◆ **SET EXERCISE**: Return, unchanged, the part of the data that opens with the line containing "Target: window pane" and runs through the end of the data, including both ends.
***
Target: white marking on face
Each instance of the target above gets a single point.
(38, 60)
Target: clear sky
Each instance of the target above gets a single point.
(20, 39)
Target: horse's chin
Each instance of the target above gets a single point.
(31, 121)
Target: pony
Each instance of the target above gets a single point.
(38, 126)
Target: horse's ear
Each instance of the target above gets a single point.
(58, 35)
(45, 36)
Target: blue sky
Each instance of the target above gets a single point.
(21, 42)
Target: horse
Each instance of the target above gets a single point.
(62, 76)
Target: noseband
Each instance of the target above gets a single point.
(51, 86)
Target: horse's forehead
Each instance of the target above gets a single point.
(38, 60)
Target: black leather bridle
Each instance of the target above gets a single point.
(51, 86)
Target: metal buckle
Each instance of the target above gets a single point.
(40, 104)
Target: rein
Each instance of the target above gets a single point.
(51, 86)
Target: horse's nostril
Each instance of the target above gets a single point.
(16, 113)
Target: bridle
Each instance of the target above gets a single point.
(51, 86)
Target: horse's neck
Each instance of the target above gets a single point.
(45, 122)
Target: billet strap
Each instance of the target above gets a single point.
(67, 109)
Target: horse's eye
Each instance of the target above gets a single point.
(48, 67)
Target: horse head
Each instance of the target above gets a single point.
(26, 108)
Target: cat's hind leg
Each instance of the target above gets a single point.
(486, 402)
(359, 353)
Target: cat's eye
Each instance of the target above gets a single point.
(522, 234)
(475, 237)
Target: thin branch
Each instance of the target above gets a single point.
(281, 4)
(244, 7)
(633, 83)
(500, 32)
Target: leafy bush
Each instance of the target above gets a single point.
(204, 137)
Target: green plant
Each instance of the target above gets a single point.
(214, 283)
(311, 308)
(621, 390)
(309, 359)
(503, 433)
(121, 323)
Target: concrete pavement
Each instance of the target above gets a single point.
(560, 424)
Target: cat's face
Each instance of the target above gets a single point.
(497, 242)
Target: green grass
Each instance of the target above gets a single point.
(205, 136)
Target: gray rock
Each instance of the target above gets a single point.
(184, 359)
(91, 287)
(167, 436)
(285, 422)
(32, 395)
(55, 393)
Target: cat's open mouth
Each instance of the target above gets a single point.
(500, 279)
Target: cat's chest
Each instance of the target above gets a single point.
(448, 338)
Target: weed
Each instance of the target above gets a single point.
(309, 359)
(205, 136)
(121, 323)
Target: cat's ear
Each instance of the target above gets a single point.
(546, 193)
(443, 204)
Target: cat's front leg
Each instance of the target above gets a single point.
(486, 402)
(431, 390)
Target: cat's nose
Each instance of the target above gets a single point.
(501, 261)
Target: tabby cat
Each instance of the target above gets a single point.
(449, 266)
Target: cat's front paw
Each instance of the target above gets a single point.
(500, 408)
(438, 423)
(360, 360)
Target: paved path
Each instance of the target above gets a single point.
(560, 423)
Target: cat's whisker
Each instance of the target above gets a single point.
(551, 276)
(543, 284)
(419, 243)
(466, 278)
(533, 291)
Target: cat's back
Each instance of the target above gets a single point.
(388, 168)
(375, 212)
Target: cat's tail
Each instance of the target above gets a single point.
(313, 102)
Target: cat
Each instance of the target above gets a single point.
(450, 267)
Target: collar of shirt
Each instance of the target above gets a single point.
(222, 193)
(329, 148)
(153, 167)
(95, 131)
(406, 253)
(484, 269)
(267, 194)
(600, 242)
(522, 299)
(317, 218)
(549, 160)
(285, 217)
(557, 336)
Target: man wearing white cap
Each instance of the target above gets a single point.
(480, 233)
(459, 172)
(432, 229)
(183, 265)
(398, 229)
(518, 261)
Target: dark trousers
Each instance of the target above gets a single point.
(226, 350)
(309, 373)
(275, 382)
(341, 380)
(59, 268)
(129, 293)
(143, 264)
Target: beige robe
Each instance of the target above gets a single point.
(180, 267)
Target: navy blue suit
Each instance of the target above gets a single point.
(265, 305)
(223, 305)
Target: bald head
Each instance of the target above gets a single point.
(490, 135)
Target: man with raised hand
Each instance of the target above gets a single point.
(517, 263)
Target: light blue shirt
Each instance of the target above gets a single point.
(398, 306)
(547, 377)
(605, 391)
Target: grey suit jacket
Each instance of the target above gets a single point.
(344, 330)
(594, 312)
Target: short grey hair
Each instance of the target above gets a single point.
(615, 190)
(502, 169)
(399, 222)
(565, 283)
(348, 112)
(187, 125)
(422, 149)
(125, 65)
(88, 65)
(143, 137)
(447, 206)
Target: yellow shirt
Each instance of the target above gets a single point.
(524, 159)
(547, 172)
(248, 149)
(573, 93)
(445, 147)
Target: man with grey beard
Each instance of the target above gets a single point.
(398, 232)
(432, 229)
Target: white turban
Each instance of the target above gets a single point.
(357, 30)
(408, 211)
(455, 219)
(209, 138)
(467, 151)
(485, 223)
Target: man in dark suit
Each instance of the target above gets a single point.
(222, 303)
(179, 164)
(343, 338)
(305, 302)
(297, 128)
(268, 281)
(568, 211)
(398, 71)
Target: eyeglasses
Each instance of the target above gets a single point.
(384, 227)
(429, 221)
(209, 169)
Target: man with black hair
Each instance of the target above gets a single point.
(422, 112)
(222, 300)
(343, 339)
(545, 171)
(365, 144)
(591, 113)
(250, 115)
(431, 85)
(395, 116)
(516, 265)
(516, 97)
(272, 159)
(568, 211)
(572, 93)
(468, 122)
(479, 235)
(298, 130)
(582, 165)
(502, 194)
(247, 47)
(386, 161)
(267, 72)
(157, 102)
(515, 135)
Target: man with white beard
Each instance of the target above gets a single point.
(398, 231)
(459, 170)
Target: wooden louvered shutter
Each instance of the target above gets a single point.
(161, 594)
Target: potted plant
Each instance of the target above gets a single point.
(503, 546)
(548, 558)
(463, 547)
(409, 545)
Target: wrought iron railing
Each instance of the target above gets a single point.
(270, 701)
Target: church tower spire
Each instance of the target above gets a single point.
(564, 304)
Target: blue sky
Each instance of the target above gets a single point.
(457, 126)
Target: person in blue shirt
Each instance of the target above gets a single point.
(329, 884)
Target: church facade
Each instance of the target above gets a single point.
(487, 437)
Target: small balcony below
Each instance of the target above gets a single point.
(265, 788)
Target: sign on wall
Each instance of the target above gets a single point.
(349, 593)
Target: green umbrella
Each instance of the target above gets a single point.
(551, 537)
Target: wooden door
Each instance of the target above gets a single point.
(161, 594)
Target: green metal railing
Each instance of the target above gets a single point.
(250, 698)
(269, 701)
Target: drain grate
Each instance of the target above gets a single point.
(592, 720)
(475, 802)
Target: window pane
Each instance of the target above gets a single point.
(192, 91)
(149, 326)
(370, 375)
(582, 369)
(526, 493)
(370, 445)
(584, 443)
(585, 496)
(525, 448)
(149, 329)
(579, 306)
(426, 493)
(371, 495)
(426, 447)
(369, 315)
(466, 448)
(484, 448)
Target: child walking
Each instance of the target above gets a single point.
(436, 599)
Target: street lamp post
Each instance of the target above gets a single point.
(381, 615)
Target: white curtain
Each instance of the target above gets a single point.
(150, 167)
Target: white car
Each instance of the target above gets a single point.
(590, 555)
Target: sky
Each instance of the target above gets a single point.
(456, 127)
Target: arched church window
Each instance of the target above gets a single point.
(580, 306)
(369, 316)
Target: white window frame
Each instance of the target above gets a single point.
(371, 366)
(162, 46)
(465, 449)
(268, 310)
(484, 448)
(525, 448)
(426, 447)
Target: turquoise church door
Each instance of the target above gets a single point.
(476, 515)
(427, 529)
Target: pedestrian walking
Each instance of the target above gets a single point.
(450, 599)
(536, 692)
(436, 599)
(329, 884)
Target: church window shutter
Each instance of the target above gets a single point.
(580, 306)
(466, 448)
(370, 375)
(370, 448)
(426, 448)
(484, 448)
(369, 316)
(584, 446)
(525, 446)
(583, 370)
***
◆ **THE ANSWER**:
Target: window pane
Each instance of the target above gets a single point.
(192, 91)
(149, 326)
(370, 375)
(582, 369)
(526, 493)
(370, 445)
(584, 443)
(585, 496)
(525, 448)
(149, 329)
(579, 306)
(426, 493)
(371, 495)
(426, 447)
(369, 315)
(466, 448)
(484, 448)
Target: child walking
Each instance of the target above gets a single point.
(436, 599)
Target: street lamp post
Each instance of the target above gets a single point.
(381, 615)
Target: white curtain
Each instance of the target above gets a single point.
(150, 167)
Target: white car
Each instance of the target above gets a single point.
(590, 555)
Target: sky
Each instance of the target above gets a single point.
(456, 127)
Target: arched church window
Each instance of the target above gets a single point.
(580, 306)
(369, 316)
Target: white window frame
Each instance of the target above gets a single point.
(371, 366)
(162, 46)
(465, 449)
(268, 310)
(484, 448)
(525, 448)
(426, 447)
Target: turquoise church door
Each instance of the target above gets a single point.
(476, 515)
(427, 529)
Target: pedestrian walking
Each instance of the target above gets a single point.
(450, 599)
(536, 692)
(436, 599)
(329, 884)
Target: church window shutter
Each instance of the target above gets a single point.
(580, 306)
(466, 448)
(370, 375)
(370, 448)
(426, 448)
(484, 448)
(369, 316)
(584, 446)
(525, 446)
(583, 370)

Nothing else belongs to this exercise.